REQUIRED TASK: Rescale the material below, starting with the line containing "of the double-hung" and going on through the end of the material, and give back only those lines. Copy every line unchanged except the answers, where each x and y coordinate is multiplied by 0.65 and rounded to a whole number, with halves rounded up.

====== DATA SUPPLIED

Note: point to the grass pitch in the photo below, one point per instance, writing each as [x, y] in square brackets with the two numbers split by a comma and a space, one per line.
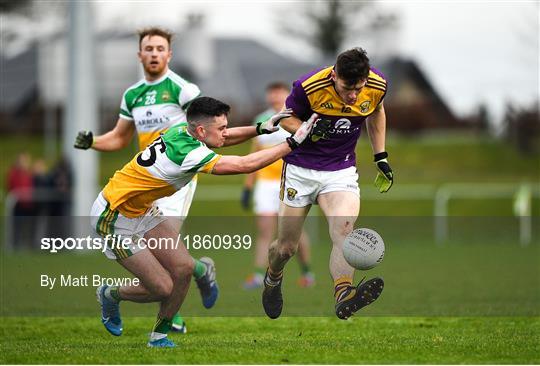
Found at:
[289, 340]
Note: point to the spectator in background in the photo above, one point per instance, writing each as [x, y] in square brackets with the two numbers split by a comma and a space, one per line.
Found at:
[20, 185]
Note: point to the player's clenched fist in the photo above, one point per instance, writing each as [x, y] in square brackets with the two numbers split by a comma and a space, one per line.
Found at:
[320, 129]
[385, 175]
[84, 140]
[303, 132]
[271, 125]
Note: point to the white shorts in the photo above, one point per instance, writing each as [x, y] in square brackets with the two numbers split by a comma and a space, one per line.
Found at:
[178, 204]
[106, 223]
[266, 196]
[300, 187]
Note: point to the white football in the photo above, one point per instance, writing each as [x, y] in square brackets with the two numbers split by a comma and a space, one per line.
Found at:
[363, 248]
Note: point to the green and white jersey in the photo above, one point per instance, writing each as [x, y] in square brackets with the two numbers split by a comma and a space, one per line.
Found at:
[157, 105]
[164, 167]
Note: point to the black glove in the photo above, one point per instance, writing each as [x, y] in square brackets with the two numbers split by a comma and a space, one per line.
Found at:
[246, 198]
[84, 140]
[320, 129]
[385, 176]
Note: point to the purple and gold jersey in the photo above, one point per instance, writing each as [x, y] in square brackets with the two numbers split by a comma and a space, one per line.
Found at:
[315, 93]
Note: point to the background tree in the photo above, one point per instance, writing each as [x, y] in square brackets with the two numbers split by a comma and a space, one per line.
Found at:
[327, 25]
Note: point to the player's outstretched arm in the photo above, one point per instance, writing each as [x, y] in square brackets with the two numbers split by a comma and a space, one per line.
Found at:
[291, 124]
[376, 127]
[230, 164]
[116, 139]
[237, 135]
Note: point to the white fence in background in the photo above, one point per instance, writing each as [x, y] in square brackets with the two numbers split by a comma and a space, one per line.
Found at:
[520, 194]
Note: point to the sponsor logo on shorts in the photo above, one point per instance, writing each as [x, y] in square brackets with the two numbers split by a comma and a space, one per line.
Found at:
[291, 193]
[364, 107]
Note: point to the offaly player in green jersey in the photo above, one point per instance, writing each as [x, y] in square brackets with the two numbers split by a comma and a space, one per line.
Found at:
[150, 107]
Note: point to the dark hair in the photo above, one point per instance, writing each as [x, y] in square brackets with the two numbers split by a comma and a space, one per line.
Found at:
[155, 31]
[278, 85]
[203, 108]
[352, 65]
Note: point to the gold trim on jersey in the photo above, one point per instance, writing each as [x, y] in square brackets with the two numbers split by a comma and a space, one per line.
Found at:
[208, 167]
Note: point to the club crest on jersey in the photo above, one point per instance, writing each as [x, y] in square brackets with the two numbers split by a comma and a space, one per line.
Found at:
[364, 107]
[291, 193]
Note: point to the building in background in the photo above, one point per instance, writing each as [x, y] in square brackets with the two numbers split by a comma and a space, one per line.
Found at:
[34, 83]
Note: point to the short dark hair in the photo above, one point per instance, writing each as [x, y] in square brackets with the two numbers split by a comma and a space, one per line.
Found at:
[203, 108]
[155, 31]
[278, 85]
[352, 65]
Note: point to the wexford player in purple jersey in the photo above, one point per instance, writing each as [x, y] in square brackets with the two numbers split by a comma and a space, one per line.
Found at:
[323, 171]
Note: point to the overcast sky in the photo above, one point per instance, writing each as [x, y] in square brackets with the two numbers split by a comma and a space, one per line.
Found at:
[473, 52]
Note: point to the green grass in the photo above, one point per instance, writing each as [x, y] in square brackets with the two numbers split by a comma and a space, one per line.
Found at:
[247, 340]
[467, 301]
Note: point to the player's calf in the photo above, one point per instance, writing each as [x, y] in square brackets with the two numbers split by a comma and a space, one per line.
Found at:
[272, 298]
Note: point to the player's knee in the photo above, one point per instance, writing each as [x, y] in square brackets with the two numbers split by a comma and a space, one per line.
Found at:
[339, 232]
[183, 270]
[163, 288]
[287, 251]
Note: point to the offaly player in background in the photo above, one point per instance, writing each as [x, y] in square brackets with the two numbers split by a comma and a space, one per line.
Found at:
[150, 107]
[323, 171]
[126, 208]
[266, 196]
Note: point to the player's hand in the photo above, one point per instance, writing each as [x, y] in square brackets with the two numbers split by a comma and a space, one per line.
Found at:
[246, 198]
[320, 129]
[84, 140]
[385, 176]
[303, 132]
[271, 125]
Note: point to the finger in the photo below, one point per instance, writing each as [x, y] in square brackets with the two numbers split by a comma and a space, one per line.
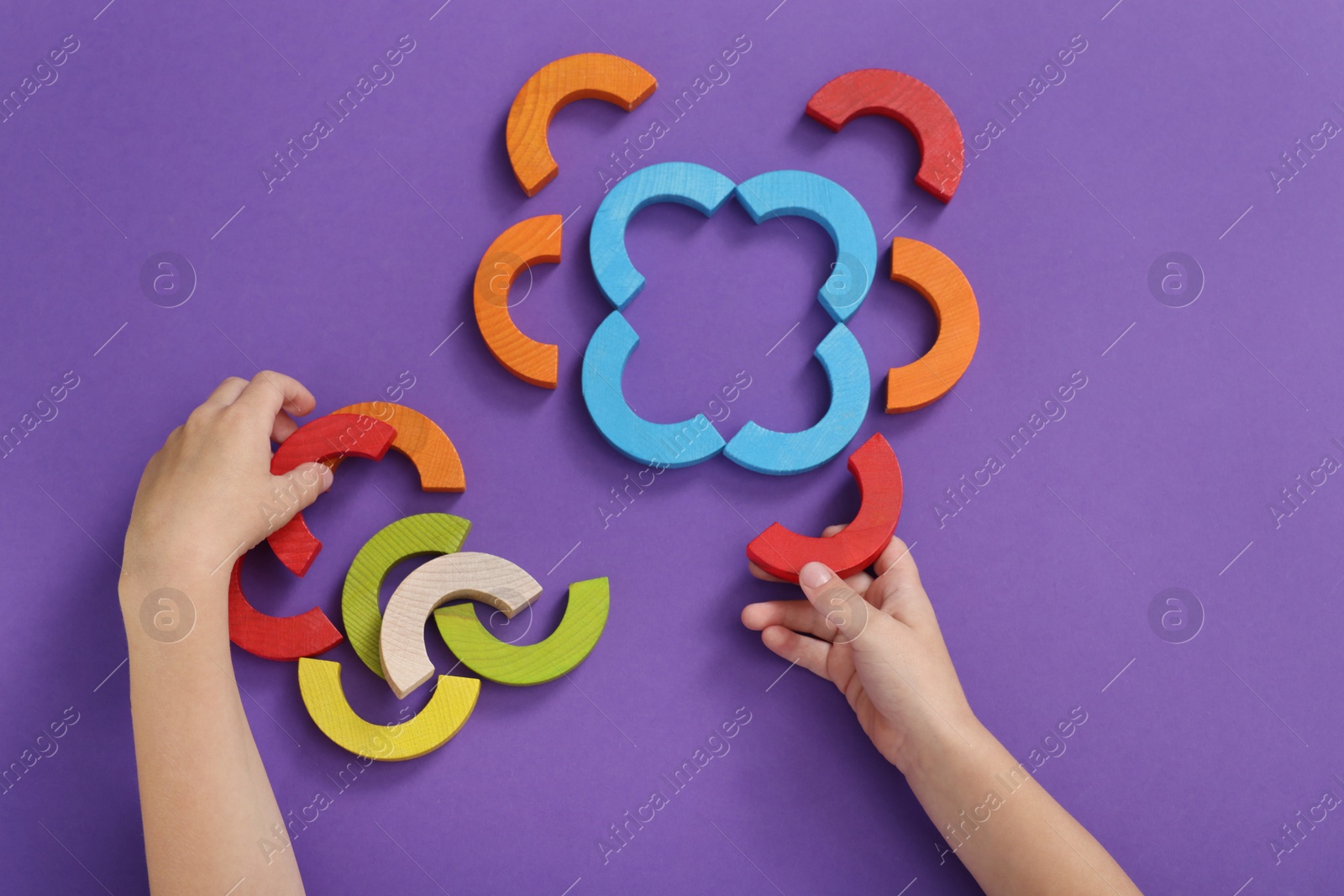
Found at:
[839, 605]
[295, 490]
[282, 427]
[270, 392]
[799, 616]
[808, 653]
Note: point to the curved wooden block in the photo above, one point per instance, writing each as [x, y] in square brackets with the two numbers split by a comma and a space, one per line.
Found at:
[947, 289]
[819, 199]
[434, 726]
[765, 450]
[526, 244]
[880, 92]
[407, 537]
[588, 76]
[783, 553]
[306, 634]
[685, 183]
[534, 664]
[421, 439]
[669, 445]
[480, 577]
[335, 436]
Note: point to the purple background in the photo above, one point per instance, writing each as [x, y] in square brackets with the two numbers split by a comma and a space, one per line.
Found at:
[349, 273]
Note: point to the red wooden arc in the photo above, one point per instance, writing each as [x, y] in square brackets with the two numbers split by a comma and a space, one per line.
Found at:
[335, 436]
[882, 92]
[783, 553]
[306, 634]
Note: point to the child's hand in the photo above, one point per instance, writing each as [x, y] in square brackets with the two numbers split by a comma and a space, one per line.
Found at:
[207, 496]
[878, 641]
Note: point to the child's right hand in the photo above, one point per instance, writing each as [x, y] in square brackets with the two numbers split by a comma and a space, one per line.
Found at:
[878, 641]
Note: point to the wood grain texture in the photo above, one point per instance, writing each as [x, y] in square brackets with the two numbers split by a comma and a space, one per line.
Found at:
[880, 92]
[685, 183]
[819, 199]
[468, 574]
[445, 714]
[667, 445]
[783, 553]
[526, 244]
[407, 537]
[948, 291]
[421, 439]
[306, 634]
[562, 651]
[588, 76]
[335, 436]
[765, 450]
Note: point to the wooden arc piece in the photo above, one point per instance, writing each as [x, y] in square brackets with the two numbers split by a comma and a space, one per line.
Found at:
[270, 637]
[783, 553]
[480, 577]
[407, 537]
[534, 664]
[588, 76]
[528, 242]
[880, 92]
[418, 438]
[947, 289]
[445, 714]
[335, 436]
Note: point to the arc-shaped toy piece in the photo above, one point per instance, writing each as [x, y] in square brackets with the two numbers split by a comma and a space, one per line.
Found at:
[765, 450]
[421, 439]
[407, 537]
[270, 637]
[445, 714]
[799, 192]
[335, 436]
[880, 92]
[468, 574]
[534, 664]
[588, 76]
[685, 183]
[947, 289]
[667, 445]
[528, 242]
[783, 553]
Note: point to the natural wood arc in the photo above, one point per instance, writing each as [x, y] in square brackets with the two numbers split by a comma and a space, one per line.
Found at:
[335, 436]
[270, 637]
[588, 76]
[445, 714]
[528, 242]
[480, 577]
[947, 289]
[783, 553]
[880, 92]
[533, 664]
[421, 439]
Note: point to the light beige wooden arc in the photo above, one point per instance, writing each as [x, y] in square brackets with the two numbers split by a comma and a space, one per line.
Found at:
[468, 574]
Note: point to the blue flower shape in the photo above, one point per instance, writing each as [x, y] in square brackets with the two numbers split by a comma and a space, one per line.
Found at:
[769, 195]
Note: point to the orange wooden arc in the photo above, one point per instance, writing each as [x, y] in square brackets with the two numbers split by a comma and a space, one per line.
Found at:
[588, 76]
[528, 242]
[947, 289]
[882, 92]
[418, 438]
[783, 553]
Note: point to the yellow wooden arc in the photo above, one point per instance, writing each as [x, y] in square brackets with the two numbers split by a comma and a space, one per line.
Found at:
[434, 726]
[568, 647]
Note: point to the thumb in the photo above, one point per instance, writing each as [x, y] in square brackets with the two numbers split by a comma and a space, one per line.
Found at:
[843, 607]
[295, 490]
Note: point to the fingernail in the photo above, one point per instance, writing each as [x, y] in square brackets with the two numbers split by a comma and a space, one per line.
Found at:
[813, 575]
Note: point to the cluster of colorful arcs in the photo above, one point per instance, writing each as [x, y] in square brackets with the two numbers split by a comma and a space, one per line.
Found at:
[391, 642]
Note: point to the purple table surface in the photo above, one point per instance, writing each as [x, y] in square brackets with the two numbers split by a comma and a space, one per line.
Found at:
[1166, 134]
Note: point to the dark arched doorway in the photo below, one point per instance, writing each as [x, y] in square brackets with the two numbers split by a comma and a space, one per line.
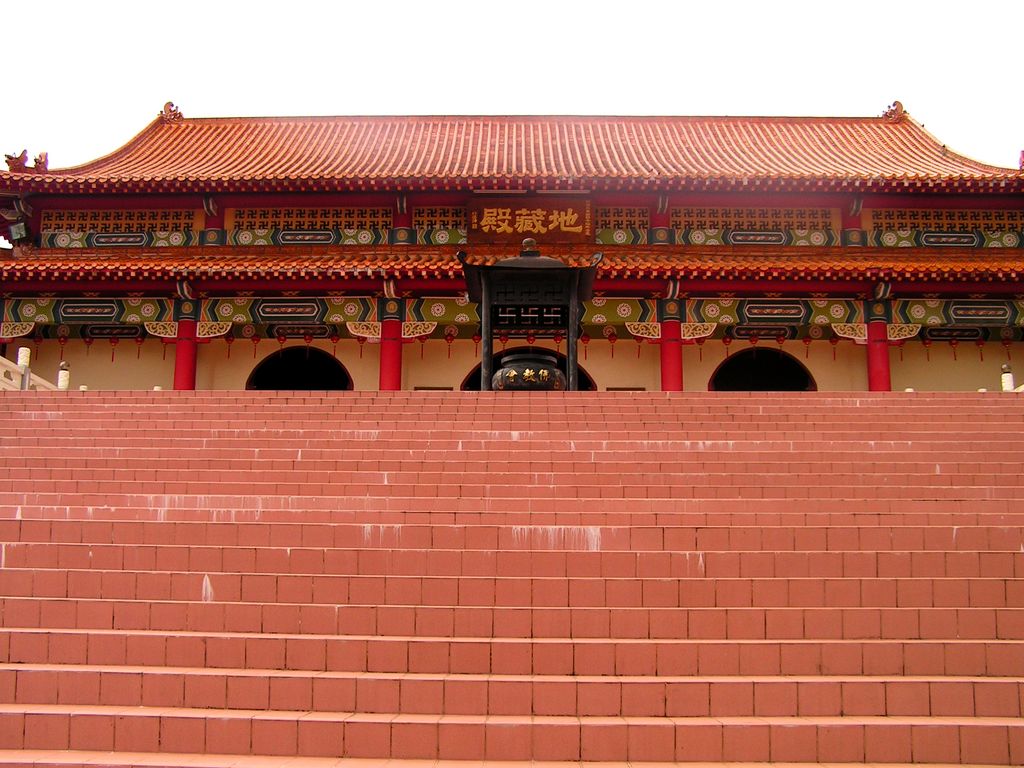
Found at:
[299, 369]
[762, 371]
[472, 382]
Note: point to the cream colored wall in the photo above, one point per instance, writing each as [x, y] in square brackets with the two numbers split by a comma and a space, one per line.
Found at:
[943, 374]
[215, 371]
[96, 371]
[847, 373]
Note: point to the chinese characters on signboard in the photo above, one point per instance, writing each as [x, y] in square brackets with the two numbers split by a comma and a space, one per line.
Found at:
[547, 220]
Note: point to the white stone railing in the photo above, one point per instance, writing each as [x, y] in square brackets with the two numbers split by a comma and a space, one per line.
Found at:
[18, 376]
[1007, 383]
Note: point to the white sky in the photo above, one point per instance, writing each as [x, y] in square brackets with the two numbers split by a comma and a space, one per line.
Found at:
[82, 78]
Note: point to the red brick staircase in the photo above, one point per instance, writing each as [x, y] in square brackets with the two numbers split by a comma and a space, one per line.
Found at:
[595, 577]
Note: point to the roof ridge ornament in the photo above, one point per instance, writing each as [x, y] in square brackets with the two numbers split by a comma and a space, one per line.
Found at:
[895, 113]
[17, 163]
[171, 114]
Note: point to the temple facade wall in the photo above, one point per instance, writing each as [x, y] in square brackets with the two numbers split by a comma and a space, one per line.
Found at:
[147, 367]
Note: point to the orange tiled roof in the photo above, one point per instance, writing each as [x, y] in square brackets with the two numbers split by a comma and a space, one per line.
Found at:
[718, 262]
[554, 153]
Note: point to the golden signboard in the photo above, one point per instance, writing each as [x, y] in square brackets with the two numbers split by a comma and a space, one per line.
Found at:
[545, 219]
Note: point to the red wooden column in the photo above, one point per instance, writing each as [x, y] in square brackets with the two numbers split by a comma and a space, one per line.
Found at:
[185, 348]
[879, 378]
[670, 312]
[391, 312]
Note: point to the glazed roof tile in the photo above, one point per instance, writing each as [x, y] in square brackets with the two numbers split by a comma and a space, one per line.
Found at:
[556, 153]
[296, 262]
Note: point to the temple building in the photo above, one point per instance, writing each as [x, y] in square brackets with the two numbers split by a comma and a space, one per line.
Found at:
[327, 253]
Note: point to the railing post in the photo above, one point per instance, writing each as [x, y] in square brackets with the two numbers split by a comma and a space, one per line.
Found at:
[64, 377]
[1007, 378]
[25, 366]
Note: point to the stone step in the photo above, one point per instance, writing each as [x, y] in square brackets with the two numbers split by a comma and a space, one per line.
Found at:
[579, 695]
[513, 591]
[484, 622]
[427, 561]
[972, 740]
[1000, 537]
[983, 657]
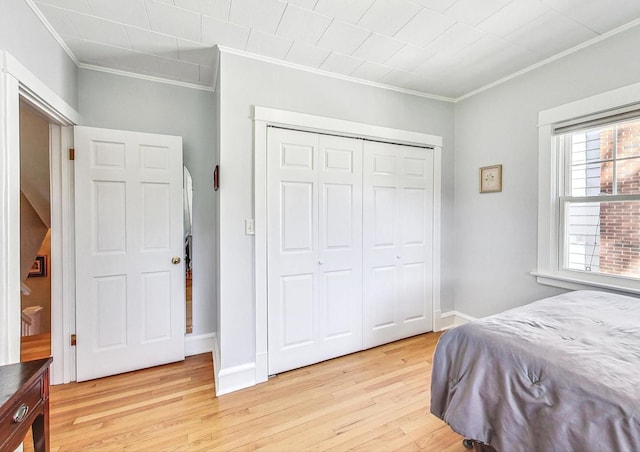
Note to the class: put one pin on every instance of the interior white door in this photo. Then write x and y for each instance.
(314, 204)
(397, 242)
(130, 297)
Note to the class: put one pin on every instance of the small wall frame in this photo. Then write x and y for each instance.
(491, 179)
(39, 267)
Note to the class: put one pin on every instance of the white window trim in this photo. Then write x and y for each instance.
(549, 271)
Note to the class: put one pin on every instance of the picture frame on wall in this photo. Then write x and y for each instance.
(39, 267)
(491, 179)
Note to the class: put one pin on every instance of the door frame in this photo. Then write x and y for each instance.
(17, 82)
(264, 117)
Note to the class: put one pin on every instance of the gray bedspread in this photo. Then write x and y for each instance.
(559, 374)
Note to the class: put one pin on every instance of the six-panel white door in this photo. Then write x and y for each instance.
(128, 209)
(397, 242)
(314, 201)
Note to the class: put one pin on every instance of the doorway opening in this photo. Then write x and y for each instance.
(35, 234)
(188, 249)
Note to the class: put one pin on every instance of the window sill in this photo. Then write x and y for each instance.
(566, 282)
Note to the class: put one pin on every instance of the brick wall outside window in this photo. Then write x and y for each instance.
(620, 221)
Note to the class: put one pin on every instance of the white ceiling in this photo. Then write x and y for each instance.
(444, 48)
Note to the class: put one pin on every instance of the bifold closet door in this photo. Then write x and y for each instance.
(314, 233)
(397, 242)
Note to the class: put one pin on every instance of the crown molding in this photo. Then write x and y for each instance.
(551, 59)
(52, 31)
(150, 78)
(316, 71)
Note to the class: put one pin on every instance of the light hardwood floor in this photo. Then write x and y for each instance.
(374, 400)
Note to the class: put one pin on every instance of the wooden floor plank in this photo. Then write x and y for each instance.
(373, 400)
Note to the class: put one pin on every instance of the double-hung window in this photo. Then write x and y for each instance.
(589, 206)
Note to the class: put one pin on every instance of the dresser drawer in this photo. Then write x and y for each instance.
(31, 399)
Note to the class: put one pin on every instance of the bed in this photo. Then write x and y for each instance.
(559, 374)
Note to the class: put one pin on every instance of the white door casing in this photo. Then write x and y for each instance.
(314, 195)
(398, 242)
(129, 295)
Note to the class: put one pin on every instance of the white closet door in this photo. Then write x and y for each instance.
(397, 241)
(314, 193)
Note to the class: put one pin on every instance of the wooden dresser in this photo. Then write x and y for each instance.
(24, 396)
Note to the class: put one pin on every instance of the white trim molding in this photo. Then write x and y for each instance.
(335, 75)
(197, 344)
(264, 117)
(452, 319)
(16, 83)
(550, 269)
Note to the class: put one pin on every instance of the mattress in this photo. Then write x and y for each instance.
(559, 374)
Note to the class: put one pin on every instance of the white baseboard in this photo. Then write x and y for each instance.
(452, 319)
(235, 378)
(202, 343)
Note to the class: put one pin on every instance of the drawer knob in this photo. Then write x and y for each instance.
(20, 413)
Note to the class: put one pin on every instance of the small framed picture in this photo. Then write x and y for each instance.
(491, 179)
(39, 267)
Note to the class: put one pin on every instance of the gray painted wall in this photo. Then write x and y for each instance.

============

SOLVED PROBLEM:
Note to the class: put one pin on every instance of the double-hung window in this photo. Then write x and y for each instance.
(383, 134)
Note to the class: put one pin on every instance of the dresser drawer in this photo. Then write x and y for each instance.
(20, 259)
Note to the class: put one pin on every instance of the bed in this photo. Then write x and y for each instance.
(363, 243)
Note to the class: put one pin on every instance of the white door casing in this photo. Then write x and y for each instance.
(204, 127)
(259, 157)
(84, 192)
Note to the class: put one pin on every instance of the white closet door in this photo. Then write x and y for each instance.
(258, 157)
(204, 125)
Note to the class: put one pin on every instance of the wooden dresser in this photo. Then write x and y for each instance.
(16, 257)
Note to the class: put one pin on every instance of the white trim molding in this photo. Then write x and y for each instance.
(218, 49)
(128, 224)
(172, 76)
(294, 207)
(10, 54)
(358, 175)
Note to the class: put one pin on every instance of the mattress in this photo. Then write x and y for each instance.
(363, 243)
Note to the class: put one pin on every instance of the white baseboard in this photo. Then write x and y for each instance.
(294, 207)
(153, 246)
(131, 223)
Note to the class: put one pin on every instance of the drawer knob in this photo. Then write x and y for each instance.
(13, 268)
Note to the class: put one pin on every instance of the small framed picture in this photo. Then write x and y for each instance.
(319, 116)
(25, 174)
Note to the class: put one pin on every instance of the gray painted wall in this photo. Then write x and y for each instance.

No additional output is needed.